» **Stated problem**:
Locate every line in the records below that contains the string "shirt" with matching case, and copy each of those lines.

:: Record excerpts

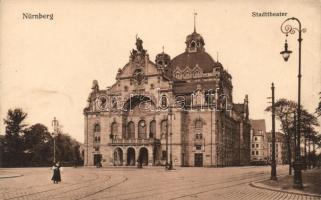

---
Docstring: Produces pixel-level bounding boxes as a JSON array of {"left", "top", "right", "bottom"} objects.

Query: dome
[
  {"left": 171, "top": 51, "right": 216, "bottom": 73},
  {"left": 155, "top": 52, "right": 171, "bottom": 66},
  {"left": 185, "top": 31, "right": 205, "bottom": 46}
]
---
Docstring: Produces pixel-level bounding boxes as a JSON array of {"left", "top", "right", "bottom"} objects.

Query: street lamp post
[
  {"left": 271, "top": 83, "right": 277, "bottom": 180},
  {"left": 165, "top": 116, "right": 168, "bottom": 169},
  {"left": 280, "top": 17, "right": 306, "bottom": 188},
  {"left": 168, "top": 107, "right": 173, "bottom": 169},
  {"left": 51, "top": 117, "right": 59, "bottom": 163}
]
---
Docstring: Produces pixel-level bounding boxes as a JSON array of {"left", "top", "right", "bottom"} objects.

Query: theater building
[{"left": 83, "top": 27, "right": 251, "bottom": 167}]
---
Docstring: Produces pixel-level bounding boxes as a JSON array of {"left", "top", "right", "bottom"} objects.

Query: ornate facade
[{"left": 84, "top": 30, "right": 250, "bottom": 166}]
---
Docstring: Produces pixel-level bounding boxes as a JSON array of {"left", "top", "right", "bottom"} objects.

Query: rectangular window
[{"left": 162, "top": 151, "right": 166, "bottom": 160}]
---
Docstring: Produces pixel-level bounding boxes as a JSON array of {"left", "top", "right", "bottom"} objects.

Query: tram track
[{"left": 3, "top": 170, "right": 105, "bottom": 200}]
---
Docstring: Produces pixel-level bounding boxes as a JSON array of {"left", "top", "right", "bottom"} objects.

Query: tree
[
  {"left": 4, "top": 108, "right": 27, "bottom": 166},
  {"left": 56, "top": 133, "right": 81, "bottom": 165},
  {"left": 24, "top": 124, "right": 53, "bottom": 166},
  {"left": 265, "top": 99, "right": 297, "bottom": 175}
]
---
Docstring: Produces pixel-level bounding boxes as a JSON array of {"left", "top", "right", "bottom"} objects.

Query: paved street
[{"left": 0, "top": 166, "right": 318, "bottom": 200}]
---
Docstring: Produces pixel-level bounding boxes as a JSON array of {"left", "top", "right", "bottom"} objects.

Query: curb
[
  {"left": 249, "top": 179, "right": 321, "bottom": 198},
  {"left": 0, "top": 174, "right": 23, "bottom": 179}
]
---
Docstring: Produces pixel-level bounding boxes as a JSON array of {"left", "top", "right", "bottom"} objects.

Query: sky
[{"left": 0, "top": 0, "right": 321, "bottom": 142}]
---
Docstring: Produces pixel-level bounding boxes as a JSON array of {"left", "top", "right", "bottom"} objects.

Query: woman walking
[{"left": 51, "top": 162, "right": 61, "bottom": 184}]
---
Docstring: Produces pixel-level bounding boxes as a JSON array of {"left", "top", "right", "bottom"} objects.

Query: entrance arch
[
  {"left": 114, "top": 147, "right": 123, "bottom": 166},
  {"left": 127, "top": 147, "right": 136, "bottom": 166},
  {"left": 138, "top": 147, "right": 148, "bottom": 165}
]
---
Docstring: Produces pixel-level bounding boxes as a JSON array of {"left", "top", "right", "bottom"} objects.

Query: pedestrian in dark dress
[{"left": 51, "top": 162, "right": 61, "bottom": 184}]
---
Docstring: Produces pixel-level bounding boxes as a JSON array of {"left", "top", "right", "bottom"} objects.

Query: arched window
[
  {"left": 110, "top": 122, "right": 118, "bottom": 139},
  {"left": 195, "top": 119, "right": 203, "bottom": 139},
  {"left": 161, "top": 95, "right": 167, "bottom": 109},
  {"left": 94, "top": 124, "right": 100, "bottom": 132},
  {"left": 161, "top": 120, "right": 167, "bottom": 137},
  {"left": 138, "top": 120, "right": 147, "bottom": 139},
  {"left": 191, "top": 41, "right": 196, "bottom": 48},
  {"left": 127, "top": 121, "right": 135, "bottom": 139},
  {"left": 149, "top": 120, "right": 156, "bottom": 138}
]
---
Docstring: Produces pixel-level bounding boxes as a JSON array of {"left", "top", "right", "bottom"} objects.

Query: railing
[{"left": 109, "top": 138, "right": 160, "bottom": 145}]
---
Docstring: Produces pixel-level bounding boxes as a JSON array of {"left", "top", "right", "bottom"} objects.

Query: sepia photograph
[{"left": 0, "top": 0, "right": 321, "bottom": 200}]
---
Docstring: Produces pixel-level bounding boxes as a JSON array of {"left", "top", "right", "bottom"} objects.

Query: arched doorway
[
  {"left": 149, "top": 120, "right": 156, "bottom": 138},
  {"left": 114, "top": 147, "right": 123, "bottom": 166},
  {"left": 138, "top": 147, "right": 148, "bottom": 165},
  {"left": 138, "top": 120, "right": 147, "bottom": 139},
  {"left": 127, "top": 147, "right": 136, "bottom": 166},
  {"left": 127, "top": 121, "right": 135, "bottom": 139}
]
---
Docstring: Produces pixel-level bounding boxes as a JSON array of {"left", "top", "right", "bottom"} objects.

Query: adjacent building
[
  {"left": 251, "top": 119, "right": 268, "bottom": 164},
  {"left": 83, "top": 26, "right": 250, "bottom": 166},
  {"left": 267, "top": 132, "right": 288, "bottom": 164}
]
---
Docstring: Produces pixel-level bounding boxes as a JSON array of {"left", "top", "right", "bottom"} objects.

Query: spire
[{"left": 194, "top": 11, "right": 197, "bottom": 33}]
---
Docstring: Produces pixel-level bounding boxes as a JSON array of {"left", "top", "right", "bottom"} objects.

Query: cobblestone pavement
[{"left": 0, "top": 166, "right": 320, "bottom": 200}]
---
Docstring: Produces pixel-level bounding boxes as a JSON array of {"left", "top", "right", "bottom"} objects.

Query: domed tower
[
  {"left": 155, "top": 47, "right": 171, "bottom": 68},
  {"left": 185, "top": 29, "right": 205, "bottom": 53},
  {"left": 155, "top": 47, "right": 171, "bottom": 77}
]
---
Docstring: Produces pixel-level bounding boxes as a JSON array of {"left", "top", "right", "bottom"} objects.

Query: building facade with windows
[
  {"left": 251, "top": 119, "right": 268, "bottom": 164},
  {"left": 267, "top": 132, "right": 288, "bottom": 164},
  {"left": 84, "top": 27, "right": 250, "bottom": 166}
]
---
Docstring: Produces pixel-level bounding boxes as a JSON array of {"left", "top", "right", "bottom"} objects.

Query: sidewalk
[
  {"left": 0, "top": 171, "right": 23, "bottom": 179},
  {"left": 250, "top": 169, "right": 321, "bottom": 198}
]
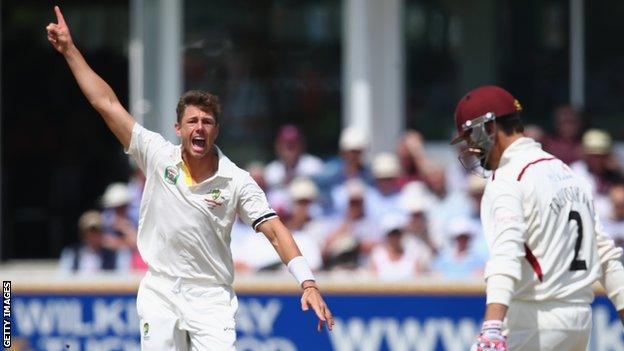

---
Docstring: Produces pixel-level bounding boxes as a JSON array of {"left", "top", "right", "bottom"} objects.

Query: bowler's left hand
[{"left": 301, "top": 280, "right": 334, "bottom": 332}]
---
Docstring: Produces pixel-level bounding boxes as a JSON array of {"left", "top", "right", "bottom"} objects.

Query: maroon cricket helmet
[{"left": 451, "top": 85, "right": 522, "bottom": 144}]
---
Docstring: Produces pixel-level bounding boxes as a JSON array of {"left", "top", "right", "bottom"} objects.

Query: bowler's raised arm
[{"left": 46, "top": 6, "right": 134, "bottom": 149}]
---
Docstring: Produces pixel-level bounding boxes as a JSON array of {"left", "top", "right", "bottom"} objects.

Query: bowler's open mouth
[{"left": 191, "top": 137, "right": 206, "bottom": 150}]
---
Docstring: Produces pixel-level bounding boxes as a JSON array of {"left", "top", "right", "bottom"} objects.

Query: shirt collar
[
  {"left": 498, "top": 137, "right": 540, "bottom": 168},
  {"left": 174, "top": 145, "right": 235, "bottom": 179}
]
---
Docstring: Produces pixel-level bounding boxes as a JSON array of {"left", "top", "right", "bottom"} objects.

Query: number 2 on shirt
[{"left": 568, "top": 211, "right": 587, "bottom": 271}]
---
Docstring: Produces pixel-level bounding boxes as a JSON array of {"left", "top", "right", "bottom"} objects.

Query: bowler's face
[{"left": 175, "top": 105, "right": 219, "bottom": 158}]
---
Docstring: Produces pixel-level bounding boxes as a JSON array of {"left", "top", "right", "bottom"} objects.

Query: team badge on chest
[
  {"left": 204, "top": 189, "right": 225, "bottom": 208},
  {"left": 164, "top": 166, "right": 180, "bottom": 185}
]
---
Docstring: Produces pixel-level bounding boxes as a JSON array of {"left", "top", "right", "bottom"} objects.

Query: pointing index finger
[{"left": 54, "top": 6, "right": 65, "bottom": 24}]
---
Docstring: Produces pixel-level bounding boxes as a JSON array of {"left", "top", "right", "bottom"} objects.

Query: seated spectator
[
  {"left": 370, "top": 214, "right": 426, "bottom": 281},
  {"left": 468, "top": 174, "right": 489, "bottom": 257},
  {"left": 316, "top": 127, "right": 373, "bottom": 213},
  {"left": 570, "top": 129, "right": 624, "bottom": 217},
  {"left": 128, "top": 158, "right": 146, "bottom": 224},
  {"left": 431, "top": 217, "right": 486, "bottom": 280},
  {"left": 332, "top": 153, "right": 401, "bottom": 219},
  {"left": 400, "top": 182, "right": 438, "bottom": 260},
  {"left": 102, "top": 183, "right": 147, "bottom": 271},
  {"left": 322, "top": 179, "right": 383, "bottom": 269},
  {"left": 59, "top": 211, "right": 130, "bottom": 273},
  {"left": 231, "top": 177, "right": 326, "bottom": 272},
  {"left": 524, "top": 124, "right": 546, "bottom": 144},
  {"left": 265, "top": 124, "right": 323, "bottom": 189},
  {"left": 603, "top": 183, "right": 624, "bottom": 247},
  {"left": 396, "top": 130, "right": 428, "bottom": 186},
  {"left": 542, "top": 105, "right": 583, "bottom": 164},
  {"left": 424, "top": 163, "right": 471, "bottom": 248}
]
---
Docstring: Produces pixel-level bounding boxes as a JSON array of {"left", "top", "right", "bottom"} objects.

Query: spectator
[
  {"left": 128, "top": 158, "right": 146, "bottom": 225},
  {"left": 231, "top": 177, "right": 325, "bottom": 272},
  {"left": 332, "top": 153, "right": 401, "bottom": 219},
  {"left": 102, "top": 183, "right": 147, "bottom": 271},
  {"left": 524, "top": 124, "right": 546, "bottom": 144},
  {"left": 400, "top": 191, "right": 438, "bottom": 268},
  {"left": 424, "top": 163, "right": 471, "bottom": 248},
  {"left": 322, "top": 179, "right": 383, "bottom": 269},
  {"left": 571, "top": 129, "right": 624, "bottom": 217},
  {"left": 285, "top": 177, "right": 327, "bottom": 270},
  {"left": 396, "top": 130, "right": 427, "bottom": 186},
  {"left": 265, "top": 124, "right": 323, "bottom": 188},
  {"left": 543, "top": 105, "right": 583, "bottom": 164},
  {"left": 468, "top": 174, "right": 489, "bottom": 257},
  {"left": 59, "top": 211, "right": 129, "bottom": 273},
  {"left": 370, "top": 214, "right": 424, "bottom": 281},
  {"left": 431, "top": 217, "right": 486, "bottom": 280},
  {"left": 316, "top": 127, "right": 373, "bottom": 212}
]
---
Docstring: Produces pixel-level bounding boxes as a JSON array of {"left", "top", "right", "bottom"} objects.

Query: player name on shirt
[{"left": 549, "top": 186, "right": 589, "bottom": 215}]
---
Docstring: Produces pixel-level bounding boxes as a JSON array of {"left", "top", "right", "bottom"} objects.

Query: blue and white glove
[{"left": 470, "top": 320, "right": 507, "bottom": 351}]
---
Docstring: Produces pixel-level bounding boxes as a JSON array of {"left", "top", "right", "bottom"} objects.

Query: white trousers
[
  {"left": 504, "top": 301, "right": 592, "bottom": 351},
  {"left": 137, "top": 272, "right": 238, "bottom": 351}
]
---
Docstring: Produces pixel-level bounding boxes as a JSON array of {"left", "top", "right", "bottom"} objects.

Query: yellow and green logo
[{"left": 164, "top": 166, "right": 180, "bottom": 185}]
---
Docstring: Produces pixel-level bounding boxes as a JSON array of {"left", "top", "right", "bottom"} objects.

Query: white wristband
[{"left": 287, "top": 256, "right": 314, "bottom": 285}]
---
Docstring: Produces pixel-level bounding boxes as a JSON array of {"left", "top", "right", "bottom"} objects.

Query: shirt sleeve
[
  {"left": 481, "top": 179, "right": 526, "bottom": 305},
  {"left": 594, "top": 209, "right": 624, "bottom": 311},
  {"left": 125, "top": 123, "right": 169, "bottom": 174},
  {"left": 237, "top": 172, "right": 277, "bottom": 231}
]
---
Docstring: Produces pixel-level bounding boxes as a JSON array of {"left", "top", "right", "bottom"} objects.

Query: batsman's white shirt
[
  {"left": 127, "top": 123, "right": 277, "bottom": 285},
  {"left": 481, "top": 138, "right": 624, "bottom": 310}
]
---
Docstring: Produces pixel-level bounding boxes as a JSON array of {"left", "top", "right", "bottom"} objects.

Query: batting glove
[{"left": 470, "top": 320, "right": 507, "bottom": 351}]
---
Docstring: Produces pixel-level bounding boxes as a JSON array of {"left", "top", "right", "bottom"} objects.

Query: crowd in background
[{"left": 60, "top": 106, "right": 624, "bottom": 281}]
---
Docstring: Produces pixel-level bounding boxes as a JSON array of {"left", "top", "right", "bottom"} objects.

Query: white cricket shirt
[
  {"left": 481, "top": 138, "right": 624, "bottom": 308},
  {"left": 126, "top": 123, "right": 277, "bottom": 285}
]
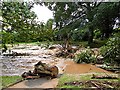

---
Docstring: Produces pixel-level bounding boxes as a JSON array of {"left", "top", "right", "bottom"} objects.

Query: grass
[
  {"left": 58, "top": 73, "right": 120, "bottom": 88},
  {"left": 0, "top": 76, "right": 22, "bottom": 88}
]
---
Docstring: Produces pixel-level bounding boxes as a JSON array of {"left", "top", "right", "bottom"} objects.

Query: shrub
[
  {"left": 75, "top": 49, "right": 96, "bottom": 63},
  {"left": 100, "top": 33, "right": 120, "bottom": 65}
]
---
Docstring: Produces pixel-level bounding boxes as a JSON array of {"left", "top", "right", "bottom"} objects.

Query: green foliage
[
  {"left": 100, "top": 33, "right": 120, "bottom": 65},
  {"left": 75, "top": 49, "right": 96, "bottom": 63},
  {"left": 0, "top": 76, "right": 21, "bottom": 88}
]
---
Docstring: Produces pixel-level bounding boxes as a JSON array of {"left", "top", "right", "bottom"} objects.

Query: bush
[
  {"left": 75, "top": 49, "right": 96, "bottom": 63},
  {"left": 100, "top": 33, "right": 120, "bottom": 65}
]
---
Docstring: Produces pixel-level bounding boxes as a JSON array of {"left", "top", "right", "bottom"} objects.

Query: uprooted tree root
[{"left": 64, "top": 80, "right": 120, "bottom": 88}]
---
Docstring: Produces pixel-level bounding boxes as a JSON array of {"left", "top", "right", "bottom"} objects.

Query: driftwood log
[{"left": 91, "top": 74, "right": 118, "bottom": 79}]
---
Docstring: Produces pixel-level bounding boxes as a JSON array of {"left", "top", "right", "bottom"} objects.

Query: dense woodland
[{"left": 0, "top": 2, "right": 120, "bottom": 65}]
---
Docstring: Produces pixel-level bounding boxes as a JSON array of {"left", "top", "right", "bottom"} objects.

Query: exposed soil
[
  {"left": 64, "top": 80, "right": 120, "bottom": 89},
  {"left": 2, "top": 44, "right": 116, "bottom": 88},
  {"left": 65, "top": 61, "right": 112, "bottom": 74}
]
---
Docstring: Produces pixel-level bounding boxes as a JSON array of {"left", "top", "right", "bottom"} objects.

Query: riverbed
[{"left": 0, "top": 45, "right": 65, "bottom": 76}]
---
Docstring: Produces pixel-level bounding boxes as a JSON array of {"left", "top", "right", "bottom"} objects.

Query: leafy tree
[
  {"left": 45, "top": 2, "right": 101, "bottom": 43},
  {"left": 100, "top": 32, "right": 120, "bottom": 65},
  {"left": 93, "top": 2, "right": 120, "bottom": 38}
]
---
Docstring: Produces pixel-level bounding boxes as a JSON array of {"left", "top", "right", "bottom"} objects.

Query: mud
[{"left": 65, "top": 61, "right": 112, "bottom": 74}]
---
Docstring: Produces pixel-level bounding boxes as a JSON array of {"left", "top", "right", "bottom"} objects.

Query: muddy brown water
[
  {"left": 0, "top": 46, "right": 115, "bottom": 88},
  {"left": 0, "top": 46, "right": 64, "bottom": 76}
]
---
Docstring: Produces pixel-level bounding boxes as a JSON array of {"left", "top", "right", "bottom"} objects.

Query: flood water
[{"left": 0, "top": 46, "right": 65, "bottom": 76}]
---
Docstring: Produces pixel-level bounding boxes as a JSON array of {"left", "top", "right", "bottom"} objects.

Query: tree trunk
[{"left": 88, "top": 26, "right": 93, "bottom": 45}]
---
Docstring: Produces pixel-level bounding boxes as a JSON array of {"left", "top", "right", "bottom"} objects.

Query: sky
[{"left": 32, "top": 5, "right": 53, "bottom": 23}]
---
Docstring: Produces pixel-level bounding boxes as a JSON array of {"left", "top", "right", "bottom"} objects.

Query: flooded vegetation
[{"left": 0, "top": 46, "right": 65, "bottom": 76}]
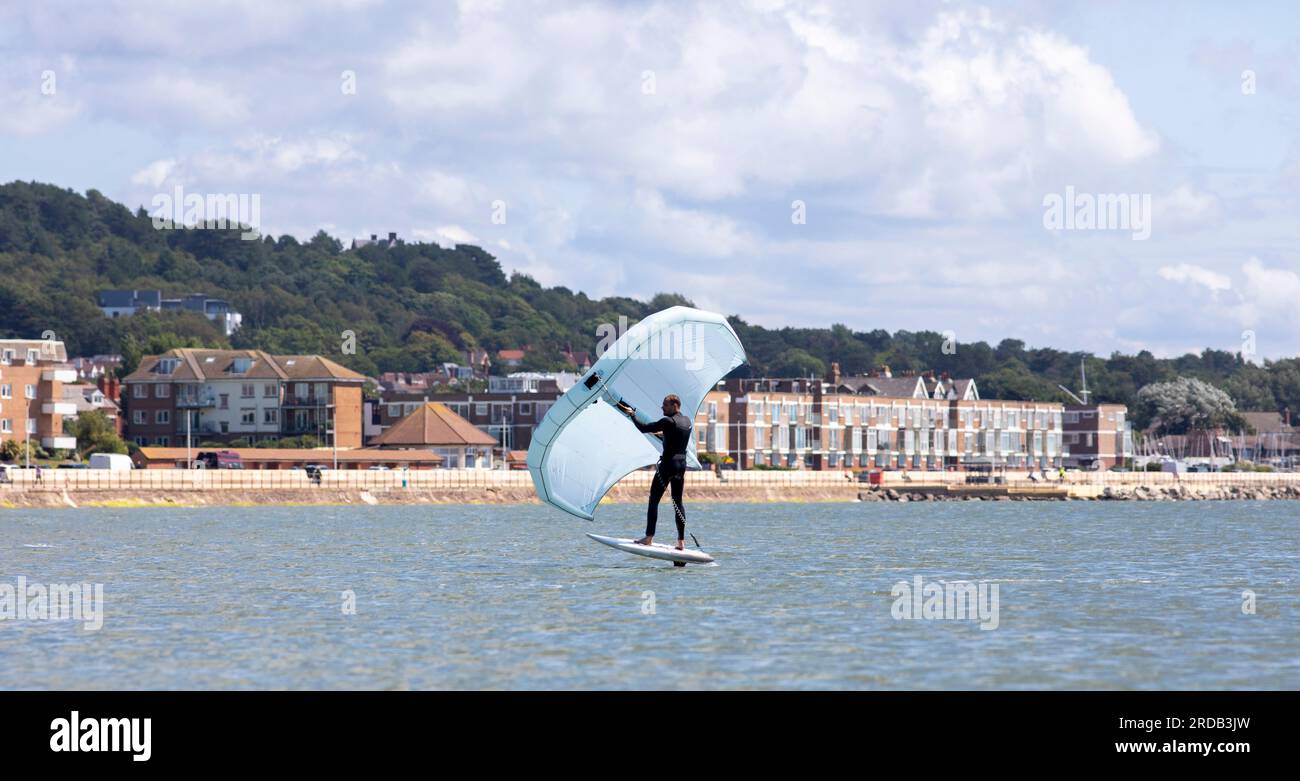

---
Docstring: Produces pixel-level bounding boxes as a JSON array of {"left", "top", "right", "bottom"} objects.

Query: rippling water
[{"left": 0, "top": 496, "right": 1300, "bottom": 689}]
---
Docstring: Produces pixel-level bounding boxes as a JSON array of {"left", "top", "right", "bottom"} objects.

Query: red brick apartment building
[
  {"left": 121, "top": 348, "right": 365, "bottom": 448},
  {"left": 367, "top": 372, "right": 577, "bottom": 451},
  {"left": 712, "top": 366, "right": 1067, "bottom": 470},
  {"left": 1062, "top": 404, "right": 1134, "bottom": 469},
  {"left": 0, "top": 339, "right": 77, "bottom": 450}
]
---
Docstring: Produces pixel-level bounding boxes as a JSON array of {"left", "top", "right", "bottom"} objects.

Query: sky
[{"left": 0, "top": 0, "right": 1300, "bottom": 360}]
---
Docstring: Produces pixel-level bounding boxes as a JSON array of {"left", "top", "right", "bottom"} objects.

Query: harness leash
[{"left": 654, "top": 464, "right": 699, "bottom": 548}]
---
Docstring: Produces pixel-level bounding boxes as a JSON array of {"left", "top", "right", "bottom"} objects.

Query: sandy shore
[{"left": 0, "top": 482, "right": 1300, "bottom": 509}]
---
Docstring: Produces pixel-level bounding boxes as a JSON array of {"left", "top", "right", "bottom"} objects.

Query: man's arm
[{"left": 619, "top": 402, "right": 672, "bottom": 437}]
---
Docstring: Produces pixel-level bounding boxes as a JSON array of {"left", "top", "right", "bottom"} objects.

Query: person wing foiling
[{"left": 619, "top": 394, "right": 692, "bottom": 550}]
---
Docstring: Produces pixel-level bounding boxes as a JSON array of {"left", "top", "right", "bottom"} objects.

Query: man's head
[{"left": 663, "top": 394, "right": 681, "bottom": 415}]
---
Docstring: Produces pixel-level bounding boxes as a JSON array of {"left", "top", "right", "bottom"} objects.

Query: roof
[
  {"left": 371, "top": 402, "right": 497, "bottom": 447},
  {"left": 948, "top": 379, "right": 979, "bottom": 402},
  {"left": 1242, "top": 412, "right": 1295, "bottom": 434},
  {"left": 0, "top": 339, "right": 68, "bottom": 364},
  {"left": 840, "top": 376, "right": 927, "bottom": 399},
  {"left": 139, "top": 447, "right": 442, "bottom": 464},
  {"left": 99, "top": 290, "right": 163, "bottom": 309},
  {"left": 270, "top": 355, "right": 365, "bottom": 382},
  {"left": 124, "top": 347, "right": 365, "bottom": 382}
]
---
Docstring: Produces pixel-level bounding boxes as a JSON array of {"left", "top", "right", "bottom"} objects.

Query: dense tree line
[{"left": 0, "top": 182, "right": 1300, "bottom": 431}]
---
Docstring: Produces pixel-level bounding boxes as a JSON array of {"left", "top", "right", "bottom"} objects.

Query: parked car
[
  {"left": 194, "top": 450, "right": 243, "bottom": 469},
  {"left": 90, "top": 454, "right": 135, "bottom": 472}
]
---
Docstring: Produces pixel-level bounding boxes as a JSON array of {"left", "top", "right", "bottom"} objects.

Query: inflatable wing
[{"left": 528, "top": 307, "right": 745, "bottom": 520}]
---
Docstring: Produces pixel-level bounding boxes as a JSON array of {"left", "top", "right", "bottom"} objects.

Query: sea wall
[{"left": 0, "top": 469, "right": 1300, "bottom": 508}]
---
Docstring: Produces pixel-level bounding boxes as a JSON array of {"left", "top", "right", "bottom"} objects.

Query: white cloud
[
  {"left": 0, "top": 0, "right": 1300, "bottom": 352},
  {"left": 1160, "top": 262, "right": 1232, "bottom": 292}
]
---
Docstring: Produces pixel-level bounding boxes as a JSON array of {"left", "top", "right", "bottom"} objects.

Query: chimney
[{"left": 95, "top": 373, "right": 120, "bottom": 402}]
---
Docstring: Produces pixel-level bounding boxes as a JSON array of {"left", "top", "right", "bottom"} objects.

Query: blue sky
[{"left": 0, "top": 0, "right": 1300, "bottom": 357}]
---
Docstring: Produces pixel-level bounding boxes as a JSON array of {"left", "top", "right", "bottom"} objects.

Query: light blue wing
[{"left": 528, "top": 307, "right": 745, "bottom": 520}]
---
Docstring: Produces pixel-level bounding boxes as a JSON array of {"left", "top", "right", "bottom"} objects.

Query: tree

::::

» **Response to this exercise**:
Query: shirt collar
Query: number 2 on shirt
Query: player name on shirt
Query: shirt sleeve
Query: batsman's white shirt
Query: white cricket shirt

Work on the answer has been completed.